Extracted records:
=-=-=

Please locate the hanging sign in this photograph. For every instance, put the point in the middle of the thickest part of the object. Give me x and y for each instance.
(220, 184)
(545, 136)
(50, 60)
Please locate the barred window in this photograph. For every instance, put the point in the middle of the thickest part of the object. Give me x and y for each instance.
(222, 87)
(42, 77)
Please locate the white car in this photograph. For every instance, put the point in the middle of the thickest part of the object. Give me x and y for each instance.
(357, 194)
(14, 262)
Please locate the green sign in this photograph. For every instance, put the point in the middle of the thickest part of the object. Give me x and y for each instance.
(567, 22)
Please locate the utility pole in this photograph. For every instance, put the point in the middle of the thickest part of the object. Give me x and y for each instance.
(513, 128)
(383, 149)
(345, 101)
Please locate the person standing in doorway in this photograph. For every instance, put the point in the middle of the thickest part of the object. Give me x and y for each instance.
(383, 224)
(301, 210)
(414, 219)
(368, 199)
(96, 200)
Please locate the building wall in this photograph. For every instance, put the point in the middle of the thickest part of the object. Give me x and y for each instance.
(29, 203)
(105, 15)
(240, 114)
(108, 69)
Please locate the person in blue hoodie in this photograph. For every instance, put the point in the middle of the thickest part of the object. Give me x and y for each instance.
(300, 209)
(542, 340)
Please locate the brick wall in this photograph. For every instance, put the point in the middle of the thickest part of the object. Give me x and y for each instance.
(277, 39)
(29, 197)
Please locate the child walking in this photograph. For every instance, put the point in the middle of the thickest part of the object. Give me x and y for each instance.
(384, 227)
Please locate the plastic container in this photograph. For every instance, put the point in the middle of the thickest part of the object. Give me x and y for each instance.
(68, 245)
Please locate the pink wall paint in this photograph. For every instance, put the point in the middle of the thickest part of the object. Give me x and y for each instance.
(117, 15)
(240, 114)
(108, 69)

=-=-=

Copy every line of the material, please, keeping it exactly the same.

Please locate the hanging sign in this photograph. For every instance, put the point in the middle of the thickest part of the object. Give me x and y for each instance.
(220, 184)
(545, 136)
(50, 60)
Please locate the barred window in this photograph. For every instance, put the point in the middle of the thickest part of the object. Give me x and y for each instance.
(222, 87)
(42, 77)
Please locate the white car in this photograph. For every instance, put the point in the middle of the thickest part of the object. Give me x and y for each instance.
(357, 194)
(14, 262)
Please locate the green sign in this photograph. For every instance, put the point in the middle of the thickest part of the object. Give me x and y for each instance.
(567, 22)
Please locate the utility pole in this photograph. For every instance, put the point in the middle of the thickest part of the object. Give me x and y for each instance.
(513, 128)
(383, 149)
(345, 101)
Please locate the person standing in doorway in this photograph. For every instance, put the point in the middle of the thickest part of the object. Give me x and y for each instance.
(383, 224)
(301, 210)
(414, 219)
(368, 199)
(96, 200)
Please locate the building wall in this photograph. For every instance, put the point in the middle of the thickest part of the object. Give me x and y for each instance.
(29, 203)
(105, 15)
(240, 114)
(108, 69)
Please locate the person in blue hoodie in this photograph. For every instance, put the point in the middle of the thickest part of the object. Give me x and y for each instance.
(300, 209)
(542, 340)
Please locate the brick wall in this photograph. For every instance, put the point in the middle of the thickest part of the object. Give me x and y for each instance.
(277, 39)
(29, 197)
Please locate the child walking in this photograph. For every instance, put the point in the middle of the thickest part of the object. Give me x and y for each instance.
(384, 227)
Please locate the plastic container in this photograph. For every instance, put the point in the middle of the thickest part of the object. Give me x and y for each instance.
(68, 245)
Please locate the pink wall paint in this photograph. For every instance, put the point in the middle of the thickest part of the object. Give me x and y for each instance.
(117, 15)
(240, 114)
(108, 69)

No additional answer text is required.